Following the idea of generating code from an abstract model that is at the heart of Model Driven Development (MDD) [24], DOML models are turned into actual deployments by the Infrastructural Code Generator (ICG), which produces IaCs executable in the existing and well-supported frameworks. Our first target IaCs are Terraform and Ansible. Nevertheless, the same ICG could be extended to generate other IaC languages to target more applications and CSPs.

In this paper, we present the DOML language and its advantages, and show its effectiveness through case studies. We evaluate our approach by comparing its usage with the direct use of IaC languages such as Terraform and Cloudify. We show that the DOML is complete enough to model a whole deployment by itself, while the other approaches require the simultaneous use of more than one IaC language. Moreover, we show that DOML is generally more concise than the competing approaches.

Paper Structure. In Sect. 2 we review some state-of-the-art IaC approaches, highlighting the motivation behind ours. Section 3 presents a simple case study that will be used as running example. Section 4 outlines the principles behind the DOML, while Sect. 5 defines its modeling abstractions; Sect. 6 presents the IaC generation mechanism. Section 7 compares the DOML with state-of-the-art IaC approaches, and Sect. 8 discusses this evaluation. Finally, Sect. 9 concludes the paper.

2 Related Work

Choosing the right approach for automating the provisioning of computational resources and deployment of application components is not an easy task. In fact, each of the available IaC frameworks covers different parts of the whole problem. As a result, multiple frameworks must be combined, resulting in the need for the DevOps teams to understand all such frameworks. IaC frameworks can be divided into the following four categories.

Deployment and configuration management frameworks focus on automating the installation, setup and life cycle of software applications deployed on top of an existing infrastructure. Examples of such tools are Chef [8], Puppet [22] and Ansible [23]. While they have similar purposes, they are quite different from each other in terms of the defined IaC language and of the corresponding execution semantics.
Infrastructure provisioning frameworks focus on describing the infrastructural topology, defining the virtual or physical infrastructural elements and their configurations, and providing automated means of managing their life cycles. For example, Terraform [16] is a proprietary language with an associated executor. It allows users to define an infrastructure configuration; it keeps track of the actual configuration of the managed infrastructure and, when needed, aligns it with the defined configuration. TOSCA [21], instead, is an OASIS standard modelling language that aims at allowing users to specify any type of IT system through powerful abstraction mechanisms, consisting of abstract node templates that can be combined through inheritance. The TOSCA language is adopted by a variety of executors that define its operational semantics in different ways [5, 10].
-------
### Set task
Decide whether each statement agrees with the DOML text above. Answer yes or no for each, and quote the words of the text that decide it. (a) Terraform and Ansible are the first IaC languages the ICG targets. (b) The text groups Chef, Puppet and Ansible as infrastructure provisioning frameworks. (c) The text calls TOSCA a proprietary language.

### Supplied material
-------
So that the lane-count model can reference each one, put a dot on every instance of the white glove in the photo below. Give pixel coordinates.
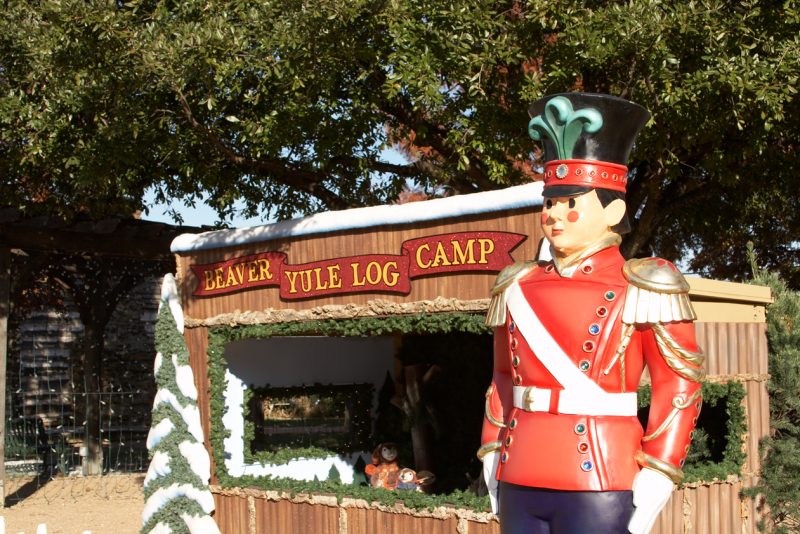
-------
### Solution to this exercise
(a) Yes: "Our first target IaCs are Terraform and Ansible."
(b) No: "Deployment and configuration management frameworks focus on automating the installation, setup and life cycle of software applications deployed on top of an existing infrastructure. Examples of such tools are Chef [8], Puppet [22] and Ansible [23]."
(c) No: "TOSCA [21], instead, is an OASIS standard modelling language"